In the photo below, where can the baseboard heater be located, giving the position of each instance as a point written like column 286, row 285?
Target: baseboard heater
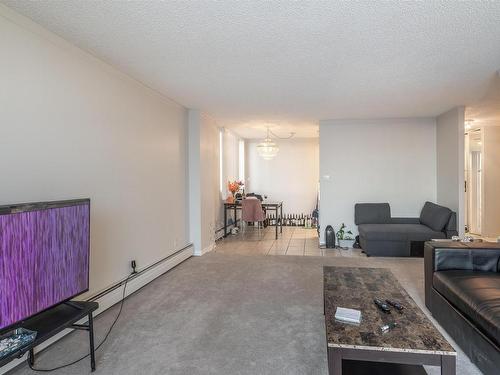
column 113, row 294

# # #

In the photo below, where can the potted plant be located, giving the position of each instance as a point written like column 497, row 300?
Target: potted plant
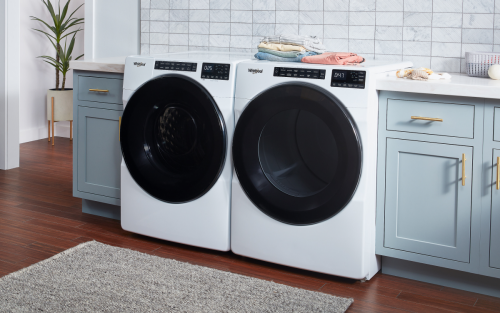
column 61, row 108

# # #

**WHAT NEEDS TO BE DONE:**
Work out how many lines of the records contain the string "each". Nothing but the number should be written.

**EXERCISE RESULT:**
2